What is needed — Reproduce the records below word for word, leaving out the pictures.

:::

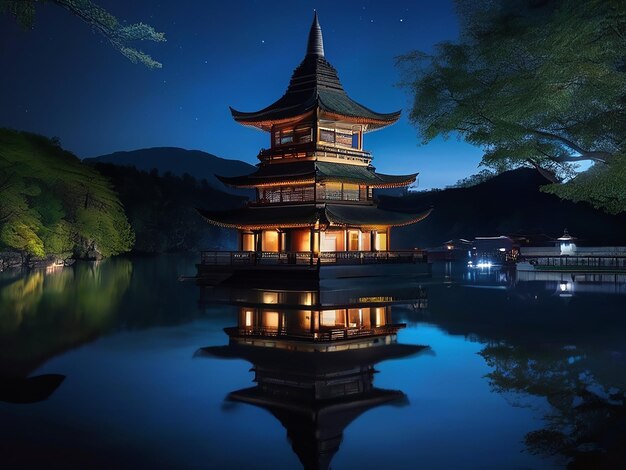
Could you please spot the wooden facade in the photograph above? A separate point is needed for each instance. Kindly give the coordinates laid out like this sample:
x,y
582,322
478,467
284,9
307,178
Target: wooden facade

:::

Response below —
Could you please spot the wooden facade in the photograph above? A separate point is needed for each instance. Kindly give the coordinates laid out like this sample:
x,y
582,322
478,467
284,9
307,178
Target: wooden facade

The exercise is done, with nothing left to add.